Set down all of the entries exactly, leaving nothing out.
++++ Given entries ++++
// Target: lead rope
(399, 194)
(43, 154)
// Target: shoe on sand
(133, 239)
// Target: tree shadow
++++
**Task answer**
// Target: lead rope
(399, 194)
(43, 154)
// Target: shoe on sand
(133, 239)
// Target: tree shadow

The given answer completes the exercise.